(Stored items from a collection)

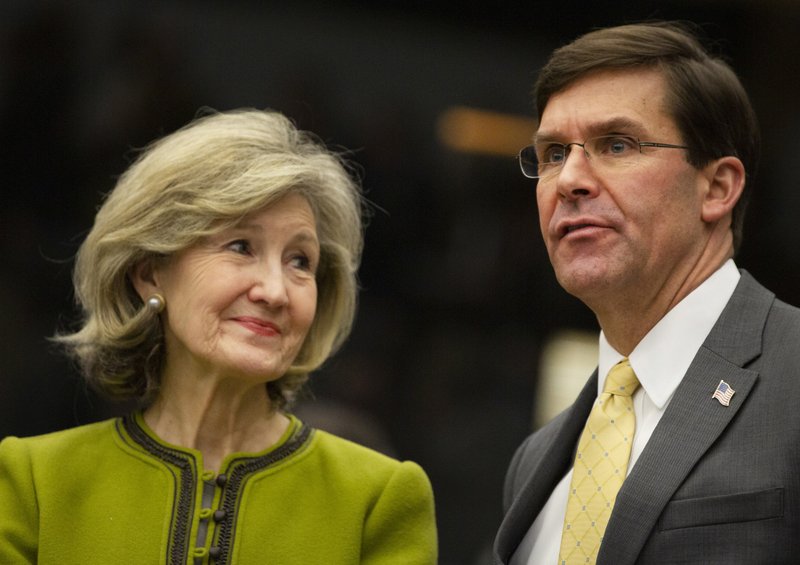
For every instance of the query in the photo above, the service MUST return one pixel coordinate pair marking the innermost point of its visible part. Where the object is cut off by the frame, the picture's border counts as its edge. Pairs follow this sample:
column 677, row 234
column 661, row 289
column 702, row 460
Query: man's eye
column 554, row 154
column 616, row 145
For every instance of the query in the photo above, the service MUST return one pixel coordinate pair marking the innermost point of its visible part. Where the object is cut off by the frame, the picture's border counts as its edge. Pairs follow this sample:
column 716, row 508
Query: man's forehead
column 629, row 101
column 618, row 124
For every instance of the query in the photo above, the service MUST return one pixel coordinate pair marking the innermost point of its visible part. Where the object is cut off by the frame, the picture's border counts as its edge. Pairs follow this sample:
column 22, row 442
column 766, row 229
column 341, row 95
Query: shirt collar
column 663, row 356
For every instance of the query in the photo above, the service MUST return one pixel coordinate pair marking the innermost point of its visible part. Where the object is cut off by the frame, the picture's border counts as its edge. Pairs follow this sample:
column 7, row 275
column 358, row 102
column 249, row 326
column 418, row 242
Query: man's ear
column 726, row 178
column 144, row 277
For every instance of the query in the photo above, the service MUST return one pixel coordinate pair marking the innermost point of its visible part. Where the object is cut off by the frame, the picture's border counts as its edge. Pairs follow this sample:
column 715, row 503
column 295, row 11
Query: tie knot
column 621, row 379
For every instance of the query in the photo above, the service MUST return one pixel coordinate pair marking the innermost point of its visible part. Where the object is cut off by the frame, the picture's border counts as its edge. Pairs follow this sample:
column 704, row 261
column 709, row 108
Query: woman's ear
column 144, row 278
column 726, row 178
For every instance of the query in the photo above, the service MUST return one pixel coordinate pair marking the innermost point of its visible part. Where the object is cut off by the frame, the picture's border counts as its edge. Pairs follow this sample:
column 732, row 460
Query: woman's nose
column 269, row 286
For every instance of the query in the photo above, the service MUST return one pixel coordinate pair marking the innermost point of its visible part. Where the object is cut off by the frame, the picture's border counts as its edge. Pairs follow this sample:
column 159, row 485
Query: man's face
column 631, row 231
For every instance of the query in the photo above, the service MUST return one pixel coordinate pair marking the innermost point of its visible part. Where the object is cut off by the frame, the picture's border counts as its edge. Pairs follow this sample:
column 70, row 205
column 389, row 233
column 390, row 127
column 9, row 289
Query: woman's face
column 240, row 303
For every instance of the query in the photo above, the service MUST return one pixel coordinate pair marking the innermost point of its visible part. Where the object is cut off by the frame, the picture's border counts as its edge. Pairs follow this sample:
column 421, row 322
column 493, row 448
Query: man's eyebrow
column 616, row 124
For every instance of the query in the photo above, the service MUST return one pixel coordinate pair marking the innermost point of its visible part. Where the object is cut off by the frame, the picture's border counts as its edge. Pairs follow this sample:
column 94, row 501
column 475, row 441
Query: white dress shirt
column 660, row 360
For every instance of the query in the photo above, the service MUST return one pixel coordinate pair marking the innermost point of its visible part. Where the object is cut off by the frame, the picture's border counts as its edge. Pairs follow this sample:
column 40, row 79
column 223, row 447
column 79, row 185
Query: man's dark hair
column 705, row 97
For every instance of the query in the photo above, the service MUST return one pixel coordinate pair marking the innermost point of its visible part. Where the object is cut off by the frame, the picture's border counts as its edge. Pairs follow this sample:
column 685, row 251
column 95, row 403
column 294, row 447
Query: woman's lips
column 259, row 326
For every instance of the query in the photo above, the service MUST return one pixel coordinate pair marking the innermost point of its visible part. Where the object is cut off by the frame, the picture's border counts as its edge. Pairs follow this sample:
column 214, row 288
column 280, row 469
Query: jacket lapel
column 691, row 424
column 544, row 474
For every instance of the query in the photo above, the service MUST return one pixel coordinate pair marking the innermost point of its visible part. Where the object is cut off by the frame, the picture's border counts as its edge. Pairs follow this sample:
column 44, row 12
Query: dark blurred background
column 458, row 297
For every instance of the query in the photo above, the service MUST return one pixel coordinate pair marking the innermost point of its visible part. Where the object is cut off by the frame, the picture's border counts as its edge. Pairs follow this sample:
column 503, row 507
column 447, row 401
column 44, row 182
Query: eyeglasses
column 606, row 152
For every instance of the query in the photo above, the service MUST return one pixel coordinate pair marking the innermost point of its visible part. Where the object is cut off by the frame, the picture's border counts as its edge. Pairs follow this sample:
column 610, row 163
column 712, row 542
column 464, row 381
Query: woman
column 219, row 272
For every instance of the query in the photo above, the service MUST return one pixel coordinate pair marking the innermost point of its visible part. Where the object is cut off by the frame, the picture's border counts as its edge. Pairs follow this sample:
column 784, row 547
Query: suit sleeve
column 19, row 529
column 401, row 527
column 510, row 486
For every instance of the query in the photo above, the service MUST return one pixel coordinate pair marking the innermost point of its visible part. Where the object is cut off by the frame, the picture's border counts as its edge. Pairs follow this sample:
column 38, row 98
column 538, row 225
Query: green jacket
column 114, row 493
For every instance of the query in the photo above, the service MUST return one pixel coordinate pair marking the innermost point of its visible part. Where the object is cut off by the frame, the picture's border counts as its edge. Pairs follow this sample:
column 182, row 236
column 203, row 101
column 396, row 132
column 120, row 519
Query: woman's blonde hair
column 193, row 183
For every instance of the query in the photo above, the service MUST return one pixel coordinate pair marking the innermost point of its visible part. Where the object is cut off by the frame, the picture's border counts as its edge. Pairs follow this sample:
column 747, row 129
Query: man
column 645, row 149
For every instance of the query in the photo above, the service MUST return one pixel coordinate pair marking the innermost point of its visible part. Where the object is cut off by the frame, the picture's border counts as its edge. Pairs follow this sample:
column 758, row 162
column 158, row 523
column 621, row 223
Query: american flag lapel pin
column 723, row 393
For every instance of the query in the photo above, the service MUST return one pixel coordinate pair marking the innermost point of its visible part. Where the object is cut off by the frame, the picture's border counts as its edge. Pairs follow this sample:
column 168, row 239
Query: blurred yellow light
column 482, row 131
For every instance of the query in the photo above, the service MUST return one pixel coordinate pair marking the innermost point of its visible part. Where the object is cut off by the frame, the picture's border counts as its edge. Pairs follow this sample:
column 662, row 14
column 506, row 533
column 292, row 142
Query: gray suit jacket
column 714, row 484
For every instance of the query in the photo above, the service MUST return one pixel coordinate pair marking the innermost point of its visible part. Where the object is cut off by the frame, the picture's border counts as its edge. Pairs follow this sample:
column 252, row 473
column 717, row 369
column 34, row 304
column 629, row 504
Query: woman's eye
column 240, row 246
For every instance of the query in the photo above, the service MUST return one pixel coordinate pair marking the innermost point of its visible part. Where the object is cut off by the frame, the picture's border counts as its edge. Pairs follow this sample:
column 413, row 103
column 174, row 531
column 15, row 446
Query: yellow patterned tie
column 600, row 467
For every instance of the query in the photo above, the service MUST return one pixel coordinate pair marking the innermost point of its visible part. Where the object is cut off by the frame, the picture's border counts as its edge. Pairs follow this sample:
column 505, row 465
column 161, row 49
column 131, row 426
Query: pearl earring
column 156, row 303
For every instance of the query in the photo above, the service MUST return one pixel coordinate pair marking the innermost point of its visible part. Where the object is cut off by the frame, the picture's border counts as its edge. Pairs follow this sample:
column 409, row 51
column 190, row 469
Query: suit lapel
column 692, row 422
column 545, row 473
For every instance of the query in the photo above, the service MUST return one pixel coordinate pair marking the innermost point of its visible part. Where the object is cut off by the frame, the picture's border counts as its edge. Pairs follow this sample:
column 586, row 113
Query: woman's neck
column 216, row 418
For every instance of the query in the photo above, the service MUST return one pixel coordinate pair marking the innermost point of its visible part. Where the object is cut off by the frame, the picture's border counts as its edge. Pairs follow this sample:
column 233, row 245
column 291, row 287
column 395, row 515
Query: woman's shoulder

> DESCRIPTION OF THE TASK
Leaving the pictures aside, give back all the records exactly as they are.

> ANSWER TO THE EXERCISE
For every instance of the query in the photo above, the service MUST return one pixel coordinate pair marking the innermost point of its visible part. Where the object is cut off by the frame, the picture's border counts as its edge. Pairs follow this sample:
column 677, row 234
column 661, row 289
column 702, row 460
Query: man's eye
column 554, row 154
column 616, row 145
For every instance of the query in the photo above, the service MUST return one pixel coordinate pair marking the innermost point of its visible part. Where the object is cut off by the frame, the picture's border counts as its edge. Pairs follow this sample:
column 716, row 508
Query: man's forehead
column 629, row 101
column 618, row 124
For every instance of the query in the photo above, the service MUST return one pixel coordinate pair marking the innermost point of its visible part. Where the object is cut off by the frame, the picture's border counts as its edge. Pairs follow this sample:
column 22, row 442
column 766, row 229
column 341, row 95
Query: shirt collar
column 663, row 356
For every instance of the query in the photo above, the service MUST return one pixel coordinate pair marking the innermost point of its visible part. Where the object is cut off by the frame, the picture's border counts as its edge. Pairs follow this sample:
column 7, row 275
column 358, row 102
column 249, row 326
column 418, row 242
Query: man's ear
column 726, row 178
column 144, row 277
For every instance of the query in the photo above, the service MUST return one pixel coordinate pair marking the innermost point of its visible part. Where the object is cut off by the frame, the picture's border counts as its edge. Pairs follow this sample:
column 715, row 503
column 295, row 11
Query: tie knot
column 621, row 379
For every instance of the query in the photo above, the service MUST return one pixel coordinate pair marking the innermost point of its visible part. Where the object is cut off by the frame, the picture's border counts as its edge. Pairs follow this sample:
column 704, row 261
column 709, row 108
Query: woman's ear
column 144, row 278
column 726, row 178
For every instance of the query in the photo above, the service MUST return one pixel coordinate pair marking the innermost point of its visible part. Where the object is cut off by the frame, the picture's border counts as its edge. Pairs follow this sample:
column 732, row 460
Query: woman's nose
column 269, row 286
For every instance of the query in the photo above, the service MUST return one pixel coordinate pair marking the innermost point of its visible part. Where the object is cut off by the frame, the picture's border counts as its edge. Pairs follow this sample:
column 159, row 485
Query: man's face
column 631, row 231
For every instance of the query in the photo above, the service MUST return one pixel coordinate pair marking the innermost point of its visible part. Where the object is cut off by the frame, the picture's border counts as its edge. Pairs follow this sample:
column 70, row 205
column 389, row 233
column 390, row 127
column 9, row 289
Query: woman's face
column 240, row 303
For every instance of the query in the photo above, the service MUST return one pixel coordinate pair marking the innermost point of its visible part. Where the object is cut off by the frame, the picture's border counts as its edge. Pairs follow this sample:
column 421, row 322
column 493, row 448
Query: man's eyebrow
column 616, row 124
For every instance of the query in the photo above, the service MUST return one pixel coordinate pair marking the innermost point of its visible part. Where the object is cut off by the frame, the picture's border counts as its edge. Pairs follow this sample:
column 94, row 501
column 475, row 441
Query: white dress shirt
column 660, row 360
For every instance of the query in the photo above, the service MUST return one pixel coordinate pair marking the innermost point of its visible part. Where the object is cut off by the frame, the picture's border counts as its edge. Pairs follow this sample:
column 40, row 79
column 223, row 447
column 79, row 185
Query: man's dark hair
column 705, row 97
For every instance of the query in the photo above, the service MUST return one pixel coordinate pair marking the innermost point of its visible part. Where the object is cut off by the frame, the picture's border counts as its edge. Pairs follow this sample:
column 685, row 251
column 95, row 403
column 294, row 447
Query: woman's lips
column 259, row 326
For every instance of the query in the photo above, the service MUST return one pixel coordinate pair marking the innermost point of its visible part. Where the object is cut off by the frame, the picture's border counts as its edge. Pairs follow this sample:
column 214, row 288
column 280, row 469
Query: jacket lapel
column 691, row 424
column 544, row 474
For every instance of the query in the photo above, the service MUST return one pixel coordinate pair marking the innermost point of its visible part. Where the object is cut off by the frame, the picture's border counts as its edge. Pairs follow this sample:
column 44, row 12
Query: dark blurred background
column 458, row 297
For every instance of the query in the photo above, the service MUST return one pixel coordinate pair marking the innermost point of its visible part. Where the object is cut off by the frame, the picture's border counts as its edge. Pairs follow this sample:
column 503, row 507
column 447, row 401
column 44, row 182
Query: eyeglasses
column 606, row 152
For every instance of the query in the photo above, the service MUST return one pixel coordinate pair marking the innermost point of its visible part. Where the object is cut off by the frame, the picture's border counts as its edge. Pairs follow this sample:
column 610, row 163
column 712, row 542
column 464, row 381
Query: woman
column 219, row 272
For every instance of the query in the photo above, the service MUST return one pixel coordinate pair marking the innermost point of its visible part. Where the object is cut off by the frame, the picture's border counts as its edge. Pairs follow this sample:
column 784, row 547
Query: suit sleeve
column 19, row 529
column 401, row 527
column 510, row 486
For every instance of the query in the photo above, the service MUST return one pixel coordinate pair marking the innermost point of its visible part. Where the object is cut off by the frame, the picture's border counts as its edge. Pairs follow this sample:
column 38, row 98
column 538, row 225
Query: green jacket
column 114, row 493
For every instance of the query in the photo above, the service MUST return one pixel coordinate pair marking the innermost point of its visible part. Where the object is cut off by the frame, the picture's border counts as its edge. Pairs follow this sample:
column 182, row 236
column 203, row 101
column 396, row 132
column 120, row 519
Query: woman's blonde hair
column 193, row 183
For every instance of the query in the photo above, the service MUST return one pixel coordinate pair marking the innermost point of its visible part. Where the object is cut off by the frame, the picture's border counts as its edge. Pairs follow this sample:
column 747, row 129
Query: man
column 645, row 149
For every instance of the query in the photo above, the service MUST return one pixel coordinate pair marking the innermost point of its visible part. Where the object is cut off by the frame, the picture's border counts as its edge. Pairs follow this sample:
column 758, row 162
column 158, row 523
column 621, row 223
Query: american flag lapel pin
column 723, row 393
For every instance of the query in the photo above, the service MUST return one pixel coordinate pair marking the innermost point of its visible part. Where the object is cut off by the frame, the picture's border counts as its edge. Pairs follow this sample:
column 168, row 239
Query: blurred yellow light
column 482, row 131
For every instance of the query in the photo above, the service MUST return one pixel coordinate pair marking the innermost point of its visible part. Where the object is cut off by the frame, the picture's border counts as its edge. Pairs follow this sample:
column 662, row 14
column 506, row 533
column 292, row 142
Query: gray suit jacket
column 714, row 484
For every instance of the query in the photo above, the service MUST return one pixel coordinate pair marking the innermost point of its visible part. Where the object is cut off by the frame, the picture's border counts as its edge. Pairs follow this sample:
column 252, row 473
column 717, row 369
column 34, row 304
column 629, row 504
Query: woman's eye
column 240, row 246
For every instance of the query in the photo above, the service MUST return one pixel coordinate pair marking the innermost point of its visible part. Where the object is cut off by the frame, the picture's border counts as its edge. Pairs follow this sample:
column 413, row 103
column 174, row 531
column 15, row 446
Query: yellow patterned tie
column 600, row 467
For every instance of the query in the photo above, the service MUST return one pixel coordinate pair marking the innermost point of its visible part. Where the object is cut off by the frame, the picture's border counts as its edge. Pairs follow this sample:
column 505, row 465
column 161, row 49
column 131, row 426
Query: pearl earring
column 156, row 303
For every instance of the query in the photo above, the service MUST return one pixel coordinate pair marking the innermost point of its visible part. Where the object is cut off by the frame, the picture's border counts as its edge. Pairs follow this sample:
column 409, row 51
column 190, row 469
Query: suit lapel
column 692, row 422
column 545, row 473
For every instance of the query in the photo above, the service MUST return one pixel coordinate pair marking the innermost point of its visible part. Where the object is cut off by the frame, the picture's border counts as its edge. Pairs follow this sample:
column 586, row 113
Query: woman's neck
column 216, row 418
For every instance of the query in the photo above, the service MUST return one pixel coordinate pair marking the innermost point of its visible part. Where the object is cut off by the frame, the picture's border counts as its edge. Pairs follow this sample:
column 233, row 245
column 291, row 287
column 395, row 515
Query: woman's shoulder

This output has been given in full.